------ MATERIAL PROVIDED ------

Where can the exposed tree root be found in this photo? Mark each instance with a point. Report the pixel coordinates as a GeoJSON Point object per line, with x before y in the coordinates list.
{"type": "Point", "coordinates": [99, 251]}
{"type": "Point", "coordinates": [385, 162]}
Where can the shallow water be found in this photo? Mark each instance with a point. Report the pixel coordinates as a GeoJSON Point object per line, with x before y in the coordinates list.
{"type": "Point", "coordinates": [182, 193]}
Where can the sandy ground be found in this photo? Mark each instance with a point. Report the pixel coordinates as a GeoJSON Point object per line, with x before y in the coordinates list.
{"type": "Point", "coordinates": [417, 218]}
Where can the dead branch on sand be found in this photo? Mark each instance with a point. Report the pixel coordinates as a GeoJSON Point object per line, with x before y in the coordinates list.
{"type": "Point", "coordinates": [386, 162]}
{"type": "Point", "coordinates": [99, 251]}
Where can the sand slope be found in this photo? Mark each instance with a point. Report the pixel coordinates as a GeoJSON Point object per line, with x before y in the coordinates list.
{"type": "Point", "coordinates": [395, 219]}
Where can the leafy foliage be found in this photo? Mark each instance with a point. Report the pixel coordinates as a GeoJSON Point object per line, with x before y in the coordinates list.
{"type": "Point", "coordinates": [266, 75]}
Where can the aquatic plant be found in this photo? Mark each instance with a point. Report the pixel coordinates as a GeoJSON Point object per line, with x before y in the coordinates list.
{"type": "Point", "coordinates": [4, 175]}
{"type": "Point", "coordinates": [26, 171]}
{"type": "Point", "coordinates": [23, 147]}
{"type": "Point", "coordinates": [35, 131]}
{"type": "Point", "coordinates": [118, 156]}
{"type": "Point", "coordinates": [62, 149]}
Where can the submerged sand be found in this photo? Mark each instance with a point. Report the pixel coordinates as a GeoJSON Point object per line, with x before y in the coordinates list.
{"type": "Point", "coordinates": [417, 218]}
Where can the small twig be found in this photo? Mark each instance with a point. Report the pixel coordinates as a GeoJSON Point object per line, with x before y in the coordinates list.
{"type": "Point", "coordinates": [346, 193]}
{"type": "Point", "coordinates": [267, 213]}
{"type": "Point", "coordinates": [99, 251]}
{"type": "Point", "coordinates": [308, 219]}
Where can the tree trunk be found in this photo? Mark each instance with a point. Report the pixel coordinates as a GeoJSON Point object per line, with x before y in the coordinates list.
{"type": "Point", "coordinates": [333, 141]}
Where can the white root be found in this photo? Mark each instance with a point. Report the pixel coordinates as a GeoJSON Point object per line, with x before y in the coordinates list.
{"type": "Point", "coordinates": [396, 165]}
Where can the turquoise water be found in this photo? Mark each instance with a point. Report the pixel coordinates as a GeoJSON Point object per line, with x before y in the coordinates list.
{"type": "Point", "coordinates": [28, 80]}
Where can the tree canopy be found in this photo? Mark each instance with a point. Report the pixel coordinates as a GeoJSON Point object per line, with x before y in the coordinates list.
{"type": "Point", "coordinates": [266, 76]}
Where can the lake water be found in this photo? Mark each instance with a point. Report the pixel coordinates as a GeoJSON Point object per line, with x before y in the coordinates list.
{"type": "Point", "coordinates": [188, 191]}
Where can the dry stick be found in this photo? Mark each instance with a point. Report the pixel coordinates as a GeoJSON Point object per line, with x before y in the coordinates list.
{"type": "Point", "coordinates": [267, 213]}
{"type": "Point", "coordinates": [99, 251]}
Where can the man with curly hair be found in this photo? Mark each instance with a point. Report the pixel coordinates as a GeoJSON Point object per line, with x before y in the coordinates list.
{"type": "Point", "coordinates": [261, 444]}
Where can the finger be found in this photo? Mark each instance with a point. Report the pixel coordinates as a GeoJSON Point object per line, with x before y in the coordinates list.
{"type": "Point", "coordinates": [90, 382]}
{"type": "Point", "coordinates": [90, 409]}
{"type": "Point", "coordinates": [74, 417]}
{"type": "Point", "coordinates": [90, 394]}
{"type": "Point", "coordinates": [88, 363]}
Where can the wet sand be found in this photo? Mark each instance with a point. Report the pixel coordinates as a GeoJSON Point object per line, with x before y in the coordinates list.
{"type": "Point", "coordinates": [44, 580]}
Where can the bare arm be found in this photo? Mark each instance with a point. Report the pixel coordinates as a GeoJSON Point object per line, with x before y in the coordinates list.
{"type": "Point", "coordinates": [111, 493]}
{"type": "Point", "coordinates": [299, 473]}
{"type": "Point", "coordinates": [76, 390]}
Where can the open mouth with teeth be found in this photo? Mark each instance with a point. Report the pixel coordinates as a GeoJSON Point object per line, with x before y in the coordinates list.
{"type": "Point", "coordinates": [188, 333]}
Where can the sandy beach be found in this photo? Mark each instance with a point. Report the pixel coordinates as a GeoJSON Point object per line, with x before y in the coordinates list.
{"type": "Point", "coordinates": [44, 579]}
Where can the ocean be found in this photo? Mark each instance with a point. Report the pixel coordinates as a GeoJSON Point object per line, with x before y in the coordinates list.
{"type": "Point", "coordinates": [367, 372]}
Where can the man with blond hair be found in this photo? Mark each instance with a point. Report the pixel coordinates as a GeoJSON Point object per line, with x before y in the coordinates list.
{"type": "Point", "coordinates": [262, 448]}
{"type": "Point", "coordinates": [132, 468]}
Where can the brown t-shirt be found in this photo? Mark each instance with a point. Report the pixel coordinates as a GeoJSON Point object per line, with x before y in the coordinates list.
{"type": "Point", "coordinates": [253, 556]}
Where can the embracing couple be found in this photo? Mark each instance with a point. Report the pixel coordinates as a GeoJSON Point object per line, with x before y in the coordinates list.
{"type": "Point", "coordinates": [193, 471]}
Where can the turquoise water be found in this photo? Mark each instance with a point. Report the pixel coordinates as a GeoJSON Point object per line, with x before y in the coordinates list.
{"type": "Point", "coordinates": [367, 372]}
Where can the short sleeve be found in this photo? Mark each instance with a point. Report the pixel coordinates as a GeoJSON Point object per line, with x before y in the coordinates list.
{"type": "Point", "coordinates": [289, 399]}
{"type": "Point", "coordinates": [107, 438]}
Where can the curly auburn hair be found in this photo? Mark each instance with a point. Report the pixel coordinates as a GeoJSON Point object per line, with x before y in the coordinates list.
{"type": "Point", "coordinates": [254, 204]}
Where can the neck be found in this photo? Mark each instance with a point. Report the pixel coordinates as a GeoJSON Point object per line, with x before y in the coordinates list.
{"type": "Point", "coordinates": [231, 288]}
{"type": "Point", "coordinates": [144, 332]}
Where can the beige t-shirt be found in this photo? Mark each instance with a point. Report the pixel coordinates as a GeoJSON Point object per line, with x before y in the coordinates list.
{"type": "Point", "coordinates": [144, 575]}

------

*EXERCISE OBJECTIVE*. Starting at the line that contains "Where can the beige" and ending at the last line of the data, write all of those lines out again in full, offsetting every coordinate value in the answers by +11 and leaving everything else unchanged.

*TASK SOLUTION*.
Where can the beige t-shirt be found in this photo? Mark each instance with a point. Report the pixel coordinates as a GeoJSON Point object per line, with x before y in the coordinates list.
{"type": "Point", "coordinates": [155, 586]}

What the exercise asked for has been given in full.